- _Assignment_:
Exactly as written, retype all of the records that come next.

[[ Dataset excerpts open ]]

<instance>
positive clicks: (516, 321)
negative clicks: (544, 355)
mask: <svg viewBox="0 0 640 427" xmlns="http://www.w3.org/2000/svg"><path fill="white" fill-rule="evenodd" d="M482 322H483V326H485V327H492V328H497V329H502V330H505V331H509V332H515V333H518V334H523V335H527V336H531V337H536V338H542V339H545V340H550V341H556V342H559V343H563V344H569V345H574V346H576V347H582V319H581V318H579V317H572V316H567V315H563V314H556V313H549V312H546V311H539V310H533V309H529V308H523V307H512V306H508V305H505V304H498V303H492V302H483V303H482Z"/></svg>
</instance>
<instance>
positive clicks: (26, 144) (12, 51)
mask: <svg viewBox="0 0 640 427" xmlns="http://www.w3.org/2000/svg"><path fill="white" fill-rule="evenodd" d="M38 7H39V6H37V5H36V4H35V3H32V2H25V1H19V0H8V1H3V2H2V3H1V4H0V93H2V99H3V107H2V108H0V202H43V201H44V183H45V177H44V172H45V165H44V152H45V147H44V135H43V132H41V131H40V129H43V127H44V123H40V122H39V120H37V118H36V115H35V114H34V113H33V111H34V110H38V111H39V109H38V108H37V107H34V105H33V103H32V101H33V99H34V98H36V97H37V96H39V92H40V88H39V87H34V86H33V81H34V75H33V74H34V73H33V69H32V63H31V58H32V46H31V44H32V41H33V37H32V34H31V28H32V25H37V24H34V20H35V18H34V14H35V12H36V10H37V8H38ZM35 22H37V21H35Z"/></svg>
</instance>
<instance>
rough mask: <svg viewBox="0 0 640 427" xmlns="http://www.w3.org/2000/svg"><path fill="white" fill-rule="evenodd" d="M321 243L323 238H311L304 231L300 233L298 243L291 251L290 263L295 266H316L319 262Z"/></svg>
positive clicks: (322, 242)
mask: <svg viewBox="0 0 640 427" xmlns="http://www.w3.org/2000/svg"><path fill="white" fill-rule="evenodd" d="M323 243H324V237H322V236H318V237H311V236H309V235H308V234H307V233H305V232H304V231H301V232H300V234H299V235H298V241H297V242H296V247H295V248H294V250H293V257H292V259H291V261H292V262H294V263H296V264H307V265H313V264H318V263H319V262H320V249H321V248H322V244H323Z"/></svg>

[[ Dataset excerpts closed ]]

- _Task output_:
<instance>
positive clicks: (516, 321)
negative clicks: (544, 355)
mask: <svg viewBox="0 0 640 427" xmlns="http://www.w3.org/2000/svg"><path fill="white" fill-rule="evenodd" d="M482 322H483V326H485V327H492V328H497V329H502V330H505V331H509V332H515V333H518V334H523V335H527V336H531V337H536V338H542V339H545V340H550V341H556V342H559V343H563V344H569V345H574V346H576V347H582V319H581V318H579V317H572V316H567V315H563V314H556V313H549V312H546V311H539V310H533V309H529V308H523V307H512V306H508V305H505V304H498V303H492V302H483V303H482Z"/></svg>
</instance>
<instance>
positive clicks: (26, 144) (12, 51)
mask: <svg viewBox="0 0 640 427" xmlns="http://www.w3.org/2000/svg"><path fill="white" fill-rule="evenodd" d="M38 7H39V6H37V5H36V4H35V3H32V2H25V1H19V0H8V1H3V2H2V3H1V4H0V93H2V99H3V107H2V108H0V202H43V201H44V183H45V177H44V172H45V165H44V152H45V147H44V135H43V132H41V131H40V129H43V127H44V123H40V122H39V120H37V118H36V115H35V114H34V113H33V111H34V110H38V111H39V109H38V108H37V107H34V105H33V103H32V101H33V99H34V98H36V97H37V96H39V92H40V88H39V87H34V86H33V81H34V75H33V74H34V73H33V69H32V63H31V58H32V46H31V44H32V41H33V37H32V34H31V28H32V25H37V24H34V20H35V18H34V14H35V12H36V10H37V8H38ZM35 22H37V21H35Z"/></svg>
</instance>
<instance>
rough mask: <svg viewBox="0 0 640 427" xmlns="http://www.w3.org/2000/svg"><path fill="white" fill-rule="evenodd" d="M321 243L323 238H311L304 231L300 233L298 243L291 251L290 263L295 266H316L319 262Z"/></svg>
positive clicks: (322, 242)
mask: <svg viewBox="0 0 640 427" xmlns="http://www.w3.org/2000/svg"><path fill="white" fill-rule="evenodd" d="M323 243H324V237H322V236H318V237H311V236H309V235H308V234H307V233H305V232H304V231H301V232H300V234H299V235H298V241H297V242H296V247H295V248H294V250H293V257H292V259H291V261H292V262H294V263H296V264H307V265H313V264H318V263H319V262H320V249H321V248H322V244H323Z"/></svg>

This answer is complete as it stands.